Consigne | Dans les enregistrements ci-dessous, recopiez intégralement le passage allant de la ligne contenant "Would you mind pointing out the forested" jusqu'à la ligne contenant "Target: green-roofed building", ces deux lignes comprises, et rien d'autre. Mettez à l'échelle toutes les coordonnées des réponses en les multipliant par 0,75 et en les arrondissant à l'entier, les demis vers le haut.

Données d'entrée |
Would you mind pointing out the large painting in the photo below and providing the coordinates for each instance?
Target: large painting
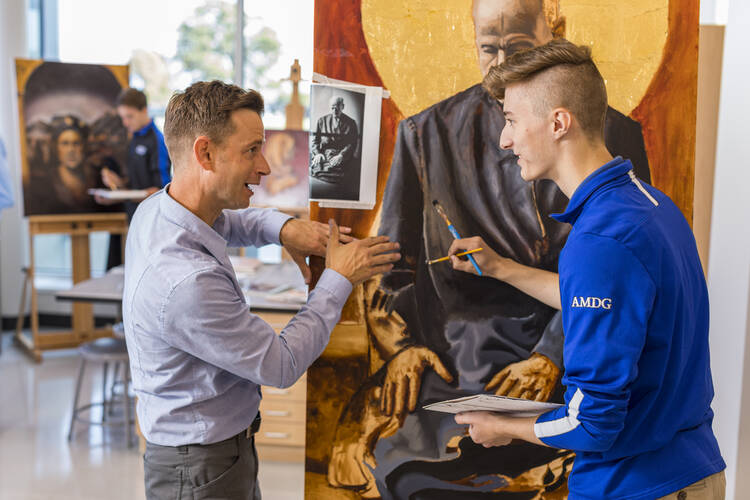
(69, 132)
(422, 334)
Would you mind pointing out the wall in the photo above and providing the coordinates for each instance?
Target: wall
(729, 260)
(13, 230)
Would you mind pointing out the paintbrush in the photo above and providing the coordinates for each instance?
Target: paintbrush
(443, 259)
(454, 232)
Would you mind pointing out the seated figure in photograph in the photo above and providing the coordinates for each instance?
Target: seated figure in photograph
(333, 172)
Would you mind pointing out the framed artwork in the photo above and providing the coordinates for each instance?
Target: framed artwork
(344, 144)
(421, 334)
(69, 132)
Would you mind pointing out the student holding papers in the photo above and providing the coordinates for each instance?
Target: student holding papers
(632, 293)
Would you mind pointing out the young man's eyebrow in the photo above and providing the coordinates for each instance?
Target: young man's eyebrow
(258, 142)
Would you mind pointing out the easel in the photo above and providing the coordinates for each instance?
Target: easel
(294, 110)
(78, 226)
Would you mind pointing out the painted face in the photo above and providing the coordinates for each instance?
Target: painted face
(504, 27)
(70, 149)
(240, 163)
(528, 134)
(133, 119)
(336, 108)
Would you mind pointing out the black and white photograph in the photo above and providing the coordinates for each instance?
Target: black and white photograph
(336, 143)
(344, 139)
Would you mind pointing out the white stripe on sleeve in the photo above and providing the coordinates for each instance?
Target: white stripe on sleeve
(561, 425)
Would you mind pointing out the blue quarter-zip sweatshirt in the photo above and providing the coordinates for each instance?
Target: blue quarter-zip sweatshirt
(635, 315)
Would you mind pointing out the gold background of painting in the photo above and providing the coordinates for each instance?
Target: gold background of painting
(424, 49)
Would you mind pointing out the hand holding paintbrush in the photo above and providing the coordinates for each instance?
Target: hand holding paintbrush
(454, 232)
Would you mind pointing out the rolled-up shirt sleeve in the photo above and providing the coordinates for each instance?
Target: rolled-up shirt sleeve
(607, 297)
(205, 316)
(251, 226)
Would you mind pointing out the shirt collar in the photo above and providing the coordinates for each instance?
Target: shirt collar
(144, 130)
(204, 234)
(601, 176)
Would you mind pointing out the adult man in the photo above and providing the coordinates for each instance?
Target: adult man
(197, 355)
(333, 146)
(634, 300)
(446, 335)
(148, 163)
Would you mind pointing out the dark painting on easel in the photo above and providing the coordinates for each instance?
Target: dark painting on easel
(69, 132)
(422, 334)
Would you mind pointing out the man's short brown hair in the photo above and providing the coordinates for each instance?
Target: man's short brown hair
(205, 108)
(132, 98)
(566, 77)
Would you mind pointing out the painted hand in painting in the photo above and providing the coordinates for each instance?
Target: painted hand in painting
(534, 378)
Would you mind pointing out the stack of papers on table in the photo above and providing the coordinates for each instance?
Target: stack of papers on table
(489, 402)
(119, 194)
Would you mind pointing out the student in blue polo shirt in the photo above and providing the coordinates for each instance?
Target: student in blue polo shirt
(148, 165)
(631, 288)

...

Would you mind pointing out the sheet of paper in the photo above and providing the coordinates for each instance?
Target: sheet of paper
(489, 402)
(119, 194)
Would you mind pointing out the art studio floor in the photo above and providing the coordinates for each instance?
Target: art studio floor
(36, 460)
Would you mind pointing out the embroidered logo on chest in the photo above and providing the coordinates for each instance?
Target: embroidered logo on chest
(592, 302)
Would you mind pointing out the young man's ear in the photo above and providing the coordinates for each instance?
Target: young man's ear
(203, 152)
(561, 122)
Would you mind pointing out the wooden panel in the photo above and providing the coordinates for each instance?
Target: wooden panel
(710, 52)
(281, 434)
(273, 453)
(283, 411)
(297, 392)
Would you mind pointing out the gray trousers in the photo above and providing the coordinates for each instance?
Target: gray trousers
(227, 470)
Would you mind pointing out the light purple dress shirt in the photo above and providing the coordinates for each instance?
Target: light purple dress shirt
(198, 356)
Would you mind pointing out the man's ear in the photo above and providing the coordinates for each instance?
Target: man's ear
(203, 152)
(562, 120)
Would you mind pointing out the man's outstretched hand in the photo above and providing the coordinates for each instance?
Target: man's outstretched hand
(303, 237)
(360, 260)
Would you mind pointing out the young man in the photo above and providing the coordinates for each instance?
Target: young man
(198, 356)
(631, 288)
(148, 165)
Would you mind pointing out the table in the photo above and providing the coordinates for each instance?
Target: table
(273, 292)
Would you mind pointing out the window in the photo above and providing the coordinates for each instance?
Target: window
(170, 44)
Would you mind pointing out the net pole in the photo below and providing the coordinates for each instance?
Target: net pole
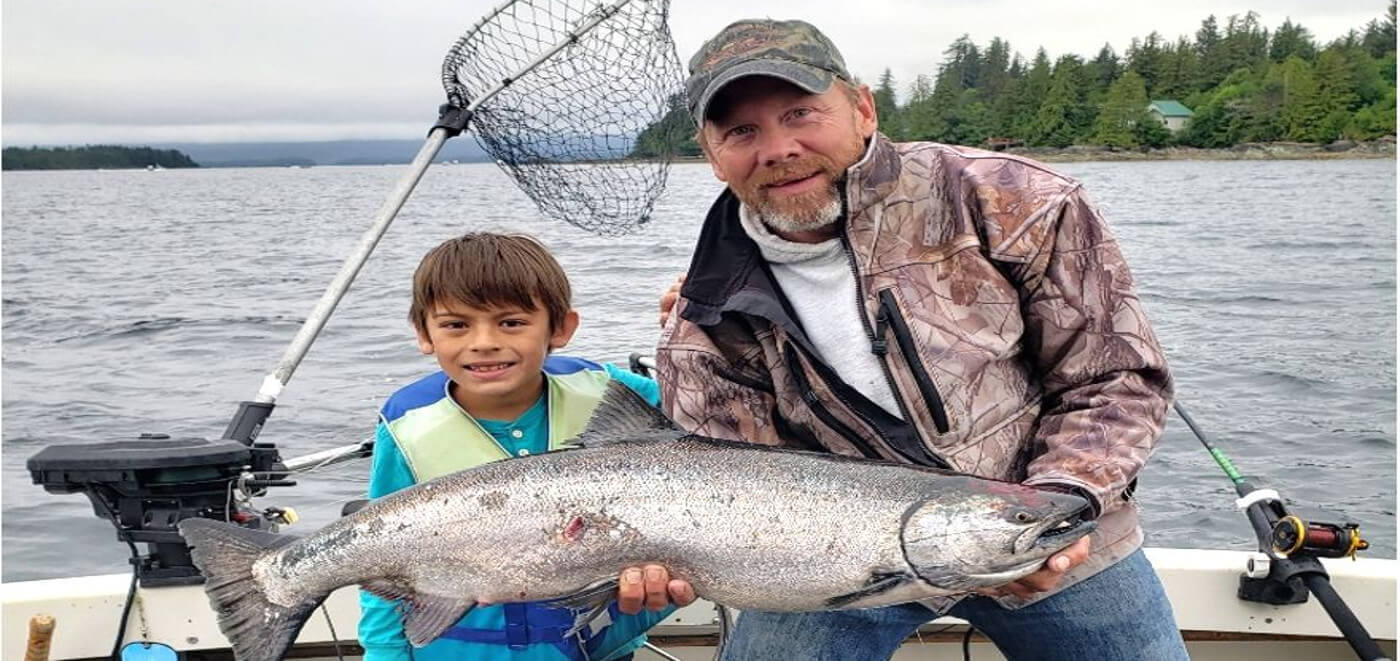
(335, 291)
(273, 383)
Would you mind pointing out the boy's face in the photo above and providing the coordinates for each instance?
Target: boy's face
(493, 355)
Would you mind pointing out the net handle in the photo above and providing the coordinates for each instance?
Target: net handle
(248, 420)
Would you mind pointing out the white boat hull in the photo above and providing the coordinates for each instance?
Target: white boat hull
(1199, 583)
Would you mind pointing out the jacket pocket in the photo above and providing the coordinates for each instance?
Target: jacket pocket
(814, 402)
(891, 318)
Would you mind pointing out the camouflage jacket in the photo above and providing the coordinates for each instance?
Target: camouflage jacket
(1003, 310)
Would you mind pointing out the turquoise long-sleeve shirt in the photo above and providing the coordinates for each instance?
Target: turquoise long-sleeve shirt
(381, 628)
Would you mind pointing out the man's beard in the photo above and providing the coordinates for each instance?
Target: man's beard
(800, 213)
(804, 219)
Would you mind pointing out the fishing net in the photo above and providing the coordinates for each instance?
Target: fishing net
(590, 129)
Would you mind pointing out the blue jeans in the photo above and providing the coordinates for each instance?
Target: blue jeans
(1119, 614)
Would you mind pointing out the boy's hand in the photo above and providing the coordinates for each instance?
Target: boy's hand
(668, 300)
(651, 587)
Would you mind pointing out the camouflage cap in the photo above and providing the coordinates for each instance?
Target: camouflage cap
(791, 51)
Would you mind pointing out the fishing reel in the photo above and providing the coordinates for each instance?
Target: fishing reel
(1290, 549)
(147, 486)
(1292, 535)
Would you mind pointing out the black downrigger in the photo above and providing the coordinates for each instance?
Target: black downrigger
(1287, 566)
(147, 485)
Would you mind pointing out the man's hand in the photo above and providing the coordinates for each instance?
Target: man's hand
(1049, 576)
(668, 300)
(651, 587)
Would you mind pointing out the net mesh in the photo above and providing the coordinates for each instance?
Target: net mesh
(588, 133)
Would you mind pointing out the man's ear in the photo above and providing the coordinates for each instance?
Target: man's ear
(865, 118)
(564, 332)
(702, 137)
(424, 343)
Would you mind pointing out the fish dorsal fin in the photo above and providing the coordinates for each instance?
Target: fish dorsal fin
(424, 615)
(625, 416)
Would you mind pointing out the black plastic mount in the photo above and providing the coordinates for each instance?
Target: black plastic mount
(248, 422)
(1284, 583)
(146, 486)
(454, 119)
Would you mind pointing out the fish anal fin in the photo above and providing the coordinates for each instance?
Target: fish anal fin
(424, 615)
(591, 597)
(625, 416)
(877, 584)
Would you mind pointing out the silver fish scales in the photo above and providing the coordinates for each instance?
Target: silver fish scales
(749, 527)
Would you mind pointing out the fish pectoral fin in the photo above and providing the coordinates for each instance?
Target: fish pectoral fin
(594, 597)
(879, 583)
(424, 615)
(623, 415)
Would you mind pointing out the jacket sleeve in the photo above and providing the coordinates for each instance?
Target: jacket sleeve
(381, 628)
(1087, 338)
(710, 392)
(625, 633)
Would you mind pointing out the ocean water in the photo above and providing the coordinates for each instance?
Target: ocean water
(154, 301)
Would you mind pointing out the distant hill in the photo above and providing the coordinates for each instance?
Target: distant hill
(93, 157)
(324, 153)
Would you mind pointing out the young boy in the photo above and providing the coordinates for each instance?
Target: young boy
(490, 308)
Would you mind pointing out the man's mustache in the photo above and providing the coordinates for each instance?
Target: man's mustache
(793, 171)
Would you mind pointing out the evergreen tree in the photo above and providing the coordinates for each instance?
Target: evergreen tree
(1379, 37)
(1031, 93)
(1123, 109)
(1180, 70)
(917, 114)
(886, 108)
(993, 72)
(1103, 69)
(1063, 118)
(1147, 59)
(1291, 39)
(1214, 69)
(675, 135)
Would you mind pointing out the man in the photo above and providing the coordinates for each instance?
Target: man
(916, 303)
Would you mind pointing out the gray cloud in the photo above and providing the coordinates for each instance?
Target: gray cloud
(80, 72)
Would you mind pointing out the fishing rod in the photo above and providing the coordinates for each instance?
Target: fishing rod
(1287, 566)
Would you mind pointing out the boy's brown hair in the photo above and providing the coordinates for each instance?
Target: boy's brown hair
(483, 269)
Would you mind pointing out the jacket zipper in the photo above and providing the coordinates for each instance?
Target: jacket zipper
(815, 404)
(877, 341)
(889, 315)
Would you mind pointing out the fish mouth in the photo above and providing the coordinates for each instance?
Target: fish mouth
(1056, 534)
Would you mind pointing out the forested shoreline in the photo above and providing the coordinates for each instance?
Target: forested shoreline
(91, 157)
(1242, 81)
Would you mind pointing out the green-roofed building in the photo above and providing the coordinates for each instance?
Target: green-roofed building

---

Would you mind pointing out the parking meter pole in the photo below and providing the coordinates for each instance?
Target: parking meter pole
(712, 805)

Réponse ci-dessous |
Would you mind pointing out the forested shoreline in the photo above and providing the coordinates for each instance?
Target: forested shoreline
(68, 118)
(932, 61)
Would you mind pointing out the green-roofed building in the photo above and providing the coordinates for each instance?
Target: green-roofed building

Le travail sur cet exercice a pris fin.